> **Dataset entries**:
+--

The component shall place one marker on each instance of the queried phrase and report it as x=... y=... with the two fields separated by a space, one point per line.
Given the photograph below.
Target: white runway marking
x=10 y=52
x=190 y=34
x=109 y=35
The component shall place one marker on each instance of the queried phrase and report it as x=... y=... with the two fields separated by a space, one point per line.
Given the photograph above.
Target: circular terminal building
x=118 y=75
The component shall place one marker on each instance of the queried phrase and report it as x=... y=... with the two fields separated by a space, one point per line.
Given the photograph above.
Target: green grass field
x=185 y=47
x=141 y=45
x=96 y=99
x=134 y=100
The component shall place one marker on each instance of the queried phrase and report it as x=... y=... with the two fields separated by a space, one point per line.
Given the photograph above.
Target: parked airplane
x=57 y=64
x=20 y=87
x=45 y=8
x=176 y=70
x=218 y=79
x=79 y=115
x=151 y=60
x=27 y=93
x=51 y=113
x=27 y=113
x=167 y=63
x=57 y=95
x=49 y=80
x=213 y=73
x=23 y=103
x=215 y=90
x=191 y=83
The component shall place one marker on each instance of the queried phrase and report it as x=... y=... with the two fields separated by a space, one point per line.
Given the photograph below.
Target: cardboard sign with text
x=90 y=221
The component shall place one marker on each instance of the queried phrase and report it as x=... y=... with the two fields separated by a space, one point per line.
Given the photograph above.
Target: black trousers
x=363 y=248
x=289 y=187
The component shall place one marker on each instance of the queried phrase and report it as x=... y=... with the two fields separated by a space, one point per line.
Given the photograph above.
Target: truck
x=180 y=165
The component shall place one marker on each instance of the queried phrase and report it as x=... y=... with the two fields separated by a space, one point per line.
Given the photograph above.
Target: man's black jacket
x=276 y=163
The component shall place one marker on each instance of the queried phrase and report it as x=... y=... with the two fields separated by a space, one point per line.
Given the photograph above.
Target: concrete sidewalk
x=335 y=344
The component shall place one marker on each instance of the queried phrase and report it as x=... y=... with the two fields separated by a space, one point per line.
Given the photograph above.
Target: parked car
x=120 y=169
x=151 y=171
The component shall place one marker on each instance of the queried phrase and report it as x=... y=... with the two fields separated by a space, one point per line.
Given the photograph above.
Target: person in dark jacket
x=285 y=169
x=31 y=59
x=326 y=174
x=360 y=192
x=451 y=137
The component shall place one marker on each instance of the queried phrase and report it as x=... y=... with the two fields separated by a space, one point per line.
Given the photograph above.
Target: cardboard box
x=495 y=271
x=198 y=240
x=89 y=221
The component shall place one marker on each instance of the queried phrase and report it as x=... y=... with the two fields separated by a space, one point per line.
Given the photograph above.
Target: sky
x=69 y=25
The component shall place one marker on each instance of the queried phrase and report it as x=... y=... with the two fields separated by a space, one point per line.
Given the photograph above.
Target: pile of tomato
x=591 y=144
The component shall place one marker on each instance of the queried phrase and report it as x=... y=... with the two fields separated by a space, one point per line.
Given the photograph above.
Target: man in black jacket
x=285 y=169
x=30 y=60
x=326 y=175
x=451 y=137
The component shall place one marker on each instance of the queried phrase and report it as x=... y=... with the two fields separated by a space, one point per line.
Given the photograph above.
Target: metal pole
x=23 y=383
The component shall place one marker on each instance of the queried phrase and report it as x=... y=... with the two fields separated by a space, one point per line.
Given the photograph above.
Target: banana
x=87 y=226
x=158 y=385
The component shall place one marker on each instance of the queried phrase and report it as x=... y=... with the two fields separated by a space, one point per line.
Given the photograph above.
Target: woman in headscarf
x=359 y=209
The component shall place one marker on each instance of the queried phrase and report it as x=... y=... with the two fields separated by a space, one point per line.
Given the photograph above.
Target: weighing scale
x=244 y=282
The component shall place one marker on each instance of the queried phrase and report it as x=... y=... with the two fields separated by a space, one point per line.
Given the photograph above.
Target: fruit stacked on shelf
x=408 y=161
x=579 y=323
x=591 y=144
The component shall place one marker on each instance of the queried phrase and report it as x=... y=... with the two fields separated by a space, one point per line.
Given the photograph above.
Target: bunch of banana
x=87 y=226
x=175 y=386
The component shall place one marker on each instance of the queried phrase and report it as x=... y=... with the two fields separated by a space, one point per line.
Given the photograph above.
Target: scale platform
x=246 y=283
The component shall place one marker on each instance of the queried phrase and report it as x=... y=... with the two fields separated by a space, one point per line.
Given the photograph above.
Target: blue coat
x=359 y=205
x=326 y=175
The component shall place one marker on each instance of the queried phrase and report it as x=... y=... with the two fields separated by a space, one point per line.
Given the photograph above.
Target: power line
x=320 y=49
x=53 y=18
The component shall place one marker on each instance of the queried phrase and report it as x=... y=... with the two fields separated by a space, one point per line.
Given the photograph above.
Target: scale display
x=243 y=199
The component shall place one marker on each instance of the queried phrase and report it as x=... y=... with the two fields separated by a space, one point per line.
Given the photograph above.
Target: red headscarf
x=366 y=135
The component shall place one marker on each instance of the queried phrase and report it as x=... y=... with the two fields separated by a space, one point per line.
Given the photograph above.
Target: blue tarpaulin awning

+--

> **What you should do**:
Count the lines in the data above that contain the string "parked", treating uppercase and lowercase as different, and reply with the number only.

> **Finished answer**:
2